=== Section Start ===

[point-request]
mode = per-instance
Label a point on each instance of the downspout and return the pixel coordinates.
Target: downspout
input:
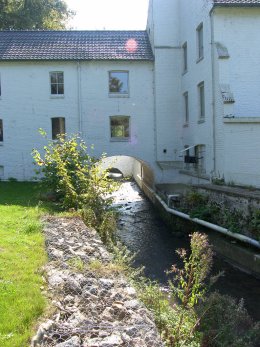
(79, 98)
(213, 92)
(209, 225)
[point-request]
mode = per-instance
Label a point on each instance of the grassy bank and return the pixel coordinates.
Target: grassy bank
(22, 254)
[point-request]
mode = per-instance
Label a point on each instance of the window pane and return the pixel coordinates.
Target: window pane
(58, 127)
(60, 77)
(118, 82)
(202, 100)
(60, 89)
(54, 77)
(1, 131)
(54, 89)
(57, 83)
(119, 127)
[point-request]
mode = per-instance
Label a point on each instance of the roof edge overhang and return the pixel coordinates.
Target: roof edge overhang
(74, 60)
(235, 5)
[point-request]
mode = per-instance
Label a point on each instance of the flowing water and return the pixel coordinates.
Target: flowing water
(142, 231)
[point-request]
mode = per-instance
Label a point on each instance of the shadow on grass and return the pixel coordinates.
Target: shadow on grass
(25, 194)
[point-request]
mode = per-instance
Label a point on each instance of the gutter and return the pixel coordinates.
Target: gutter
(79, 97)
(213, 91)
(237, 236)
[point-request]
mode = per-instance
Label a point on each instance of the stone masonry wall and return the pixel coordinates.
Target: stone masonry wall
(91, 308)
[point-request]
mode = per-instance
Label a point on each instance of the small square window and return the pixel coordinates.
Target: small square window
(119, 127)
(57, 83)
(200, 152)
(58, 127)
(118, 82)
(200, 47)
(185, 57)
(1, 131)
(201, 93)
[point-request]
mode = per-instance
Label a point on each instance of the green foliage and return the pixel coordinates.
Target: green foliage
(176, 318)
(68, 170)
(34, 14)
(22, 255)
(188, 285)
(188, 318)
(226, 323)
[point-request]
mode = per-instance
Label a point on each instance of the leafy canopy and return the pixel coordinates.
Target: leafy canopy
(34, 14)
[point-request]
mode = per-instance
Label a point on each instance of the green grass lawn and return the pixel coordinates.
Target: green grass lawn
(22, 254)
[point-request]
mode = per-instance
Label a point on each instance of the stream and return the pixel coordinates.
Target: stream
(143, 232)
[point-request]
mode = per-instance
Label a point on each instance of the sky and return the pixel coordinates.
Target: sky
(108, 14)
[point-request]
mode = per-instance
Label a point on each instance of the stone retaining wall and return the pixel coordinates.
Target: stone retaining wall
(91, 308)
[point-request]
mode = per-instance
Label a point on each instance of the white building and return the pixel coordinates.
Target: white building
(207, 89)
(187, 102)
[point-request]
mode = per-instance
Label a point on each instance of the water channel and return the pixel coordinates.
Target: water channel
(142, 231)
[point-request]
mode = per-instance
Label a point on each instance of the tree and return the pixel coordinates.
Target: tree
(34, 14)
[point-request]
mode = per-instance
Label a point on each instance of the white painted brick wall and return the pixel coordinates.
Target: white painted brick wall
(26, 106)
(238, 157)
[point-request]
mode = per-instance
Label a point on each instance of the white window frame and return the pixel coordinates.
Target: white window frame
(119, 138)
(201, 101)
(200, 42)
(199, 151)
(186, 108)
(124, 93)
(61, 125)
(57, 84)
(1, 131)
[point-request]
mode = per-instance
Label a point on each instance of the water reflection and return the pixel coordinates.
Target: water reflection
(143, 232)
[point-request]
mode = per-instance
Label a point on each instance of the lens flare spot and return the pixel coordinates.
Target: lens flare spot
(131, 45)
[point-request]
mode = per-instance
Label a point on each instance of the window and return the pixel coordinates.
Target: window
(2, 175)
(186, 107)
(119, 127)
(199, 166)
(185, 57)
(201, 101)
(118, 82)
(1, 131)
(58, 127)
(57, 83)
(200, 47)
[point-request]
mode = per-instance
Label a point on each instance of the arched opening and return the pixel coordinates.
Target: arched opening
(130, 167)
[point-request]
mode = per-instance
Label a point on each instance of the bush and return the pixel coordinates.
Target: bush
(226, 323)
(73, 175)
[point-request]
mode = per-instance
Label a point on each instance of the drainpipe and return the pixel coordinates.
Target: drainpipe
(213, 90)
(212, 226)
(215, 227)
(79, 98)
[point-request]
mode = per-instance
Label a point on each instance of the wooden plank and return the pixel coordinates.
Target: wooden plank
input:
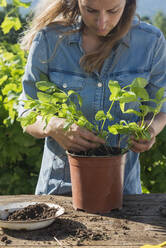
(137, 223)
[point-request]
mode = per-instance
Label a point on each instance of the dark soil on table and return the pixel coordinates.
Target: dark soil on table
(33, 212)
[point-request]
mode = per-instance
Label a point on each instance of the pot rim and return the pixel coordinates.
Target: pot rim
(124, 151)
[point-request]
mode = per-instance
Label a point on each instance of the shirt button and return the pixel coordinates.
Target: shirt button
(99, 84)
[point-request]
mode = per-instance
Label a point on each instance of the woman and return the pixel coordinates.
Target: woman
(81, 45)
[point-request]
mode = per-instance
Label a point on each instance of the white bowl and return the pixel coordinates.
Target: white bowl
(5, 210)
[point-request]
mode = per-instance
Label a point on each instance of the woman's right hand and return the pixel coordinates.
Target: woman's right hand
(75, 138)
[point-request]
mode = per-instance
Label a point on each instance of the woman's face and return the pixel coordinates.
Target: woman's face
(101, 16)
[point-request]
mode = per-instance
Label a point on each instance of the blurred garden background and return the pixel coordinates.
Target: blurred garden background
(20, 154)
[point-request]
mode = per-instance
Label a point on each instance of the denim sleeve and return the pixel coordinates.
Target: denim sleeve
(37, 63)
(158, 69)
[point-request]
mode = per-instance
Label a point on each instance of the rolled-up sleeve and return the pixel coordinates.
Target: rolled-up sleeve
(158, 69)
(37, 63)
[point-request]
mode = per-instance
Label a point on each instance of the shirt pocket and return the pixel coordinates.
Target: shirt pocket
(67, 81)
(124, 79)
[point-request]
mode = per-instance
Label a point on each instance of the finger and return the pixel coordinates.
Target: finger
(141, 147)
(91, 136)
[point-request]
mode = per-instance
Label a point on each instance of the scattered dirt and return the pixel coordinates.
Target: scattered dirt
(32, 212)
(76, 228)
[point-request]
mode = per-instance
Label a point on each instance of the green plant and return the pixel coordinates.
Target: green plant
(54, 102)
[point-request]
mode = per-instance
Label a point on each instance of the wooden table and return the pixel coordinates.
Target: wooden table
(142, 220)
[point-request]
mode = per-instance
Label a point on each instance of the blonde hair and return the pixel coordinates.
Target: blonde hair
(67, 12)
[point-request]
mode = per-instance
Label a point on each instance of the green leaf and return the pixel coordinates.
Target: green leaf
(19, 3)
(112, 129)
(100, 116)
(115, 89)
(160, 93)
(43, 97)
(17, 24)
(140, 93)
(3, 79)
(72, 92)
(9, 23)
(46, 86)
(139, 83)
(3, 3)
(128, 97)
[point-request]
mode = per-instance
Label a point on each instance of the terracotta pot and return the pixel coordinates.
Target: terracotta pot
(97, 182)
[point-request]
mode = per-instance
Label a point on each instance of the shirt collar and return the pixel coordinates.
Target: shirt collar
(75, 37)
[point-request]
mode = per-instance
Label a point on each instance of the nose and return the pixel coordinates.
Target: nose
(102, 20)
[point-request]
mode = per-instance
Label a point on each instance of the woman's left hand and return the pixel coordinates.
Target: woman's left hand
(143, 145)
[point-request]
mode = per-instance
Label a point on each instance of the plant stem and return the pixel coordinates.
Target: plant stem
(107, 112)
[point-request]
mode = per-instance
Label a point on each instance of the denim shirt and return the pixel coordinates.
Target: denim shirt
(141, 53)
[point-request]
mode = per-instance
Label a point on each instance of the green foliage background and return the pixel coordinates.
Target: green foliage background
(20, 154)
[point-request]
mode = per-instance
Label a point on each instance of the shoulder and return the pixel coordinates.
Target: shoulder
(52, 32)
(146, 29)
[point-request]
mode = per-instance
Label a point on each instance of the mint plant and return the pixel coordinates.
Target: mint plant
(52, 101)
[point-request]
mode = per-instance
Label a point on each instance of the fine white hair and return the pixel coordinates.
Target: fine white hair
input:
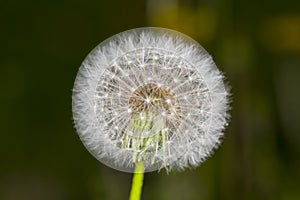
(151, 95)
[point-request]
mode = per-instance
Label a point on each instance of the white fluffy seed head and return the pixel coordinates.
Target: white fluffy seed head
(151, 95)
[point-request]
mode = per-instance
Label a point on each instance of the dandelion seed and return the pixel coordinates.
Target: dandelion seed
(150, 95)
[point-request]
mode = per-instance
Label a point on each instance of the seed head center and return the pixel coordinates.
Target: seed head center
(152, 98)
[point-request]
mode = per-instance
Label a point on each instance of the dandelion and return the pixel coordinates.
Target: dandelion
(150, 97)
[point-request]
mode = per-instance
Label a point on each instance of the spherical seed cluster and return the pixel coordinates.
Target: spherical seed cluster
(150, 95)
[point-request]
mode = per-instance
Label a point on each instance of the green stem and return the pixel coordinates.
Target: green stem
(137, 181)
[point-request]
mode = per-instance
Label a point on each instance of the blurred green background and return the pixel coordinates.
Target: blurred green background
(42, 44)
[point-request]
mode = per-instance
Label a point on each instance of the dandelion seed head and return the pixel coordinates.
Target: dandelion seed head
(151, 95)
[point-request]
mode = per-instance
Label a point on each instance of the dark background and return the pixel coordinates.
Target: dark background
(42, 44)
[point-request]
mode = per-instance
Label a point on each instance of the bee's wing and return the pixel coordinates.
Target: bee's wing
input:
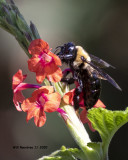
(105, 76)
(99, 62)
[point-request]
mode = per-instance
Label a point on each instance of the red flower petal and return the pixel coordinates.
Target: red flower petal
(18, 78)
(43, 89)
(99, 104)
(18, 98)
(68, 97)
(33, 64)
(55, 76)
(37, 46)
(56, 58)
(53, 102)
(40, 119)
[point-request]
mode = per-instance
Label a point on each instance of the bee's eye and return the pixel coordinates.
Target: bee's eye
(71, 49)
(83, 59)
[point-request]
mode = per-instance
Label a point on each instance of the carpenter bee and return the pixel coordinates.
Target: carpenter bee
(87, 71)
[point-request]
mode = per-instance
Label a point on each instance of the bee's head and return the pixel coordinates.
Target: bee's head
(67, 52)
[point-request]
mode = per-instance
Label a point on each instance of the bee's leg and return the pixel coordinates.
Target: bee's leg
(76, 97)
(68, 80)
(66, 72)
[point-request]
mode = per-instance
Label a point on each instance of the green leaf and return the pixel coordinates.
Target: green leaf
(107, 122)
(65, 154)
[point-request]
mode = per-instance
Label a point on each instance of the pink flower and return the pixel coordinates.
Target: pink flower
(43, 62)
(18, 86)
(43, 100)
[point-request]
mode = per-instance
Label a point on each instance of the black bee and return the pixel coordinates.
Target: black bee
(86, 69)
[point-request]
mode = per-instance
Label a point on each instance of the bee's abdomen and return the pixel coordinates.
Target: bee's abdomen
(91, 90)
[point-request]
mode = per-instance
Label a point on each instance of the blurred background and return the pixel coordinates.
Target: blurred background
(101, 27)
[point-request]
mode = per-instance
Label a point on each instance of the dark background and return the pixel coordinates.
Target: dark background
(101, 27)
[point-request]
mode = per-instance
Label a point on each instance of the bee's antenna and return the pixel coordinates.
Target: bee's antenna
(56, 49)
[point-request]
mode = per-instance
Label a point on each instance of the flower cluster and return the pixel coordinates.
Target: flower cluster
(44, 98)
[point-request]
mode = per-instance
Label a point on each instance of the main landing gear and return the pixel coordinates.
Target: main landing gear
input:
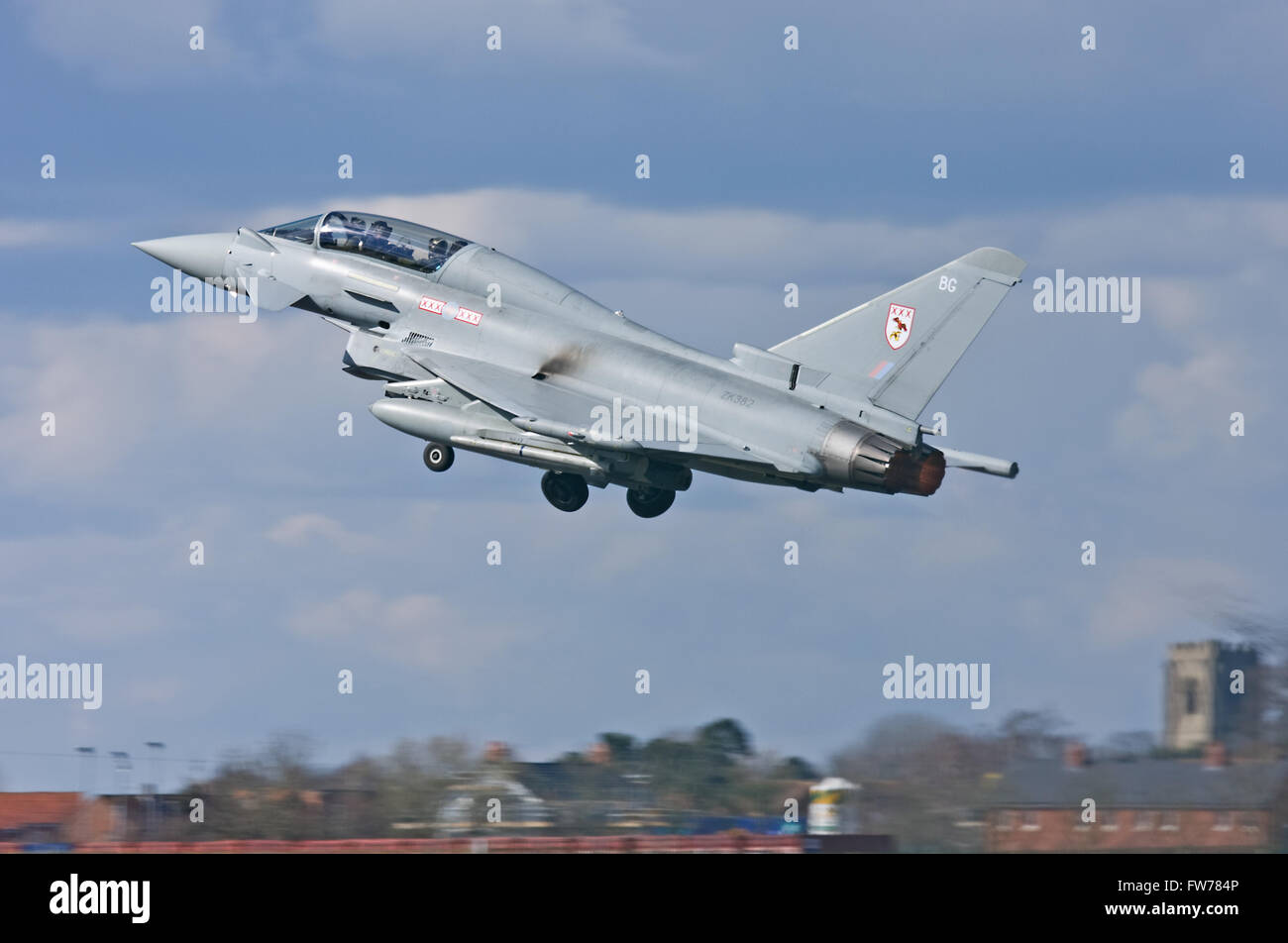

=== Section End ===

* [Task description]: With the line containing "Target: bee's head" as the first line and the last line of the listing as the final one, reproduce that span exactly, without pictures.

* [Reply to the exercise]:
Target: bee's head
(67, 52)
[point-request]
mode = per-instance
Label a point on each instance of the bee's leg and return the pixel coordinates.
Target: bee's leg
(76, 97)
(68, 80)
(66, 72)
[point-request]
mode = per-instance
Label a point on each instance of the green leaf and return the pixel coordinates.
Target: green leaf
(107, 122)
(65, 154)
[point-request]
mode = per-instance
Label a point on each instance of the pink flower and return the pixel coordinates.
Target: pink flower
(43, 62)
(18, 86)
(43, 100)
[point-request]
mode = per-instance
Label a point on each instance of the black bee and return the pixel coordinates.
Target: black bee
(86, 69)
[point-request]
mode = per-instance
Label a point on each instance of the bee's abdomen and return the pixel coordinates.
Target: bee's abdomen
(91, 90)
[point-request]
mode = per-instance
Label a point on each instance of the blurred background and return the pixel coordinates.
Target: blurred background
(101, 27)
[point-request]
mode = per-instance
Label a point on each instance of the dark background and return the pixel coordinates.
Target: dark background
(101, 27)
[point-request]
mode = per-instance
Label a point on each instance of the bee's antenna and return the pixel coordinates.
Target: bee's antenna
(56, 49)
[point-request]
mode = per-instance
Label a point on each instance of the flower cluster and return the pixel coordinates.
Target: flower cluster
(44, 98)
[point-request]
mode = per-instance
Label a point on each instance of the main landing gear and return the pixel coordinates.
Target: main landing gear
input:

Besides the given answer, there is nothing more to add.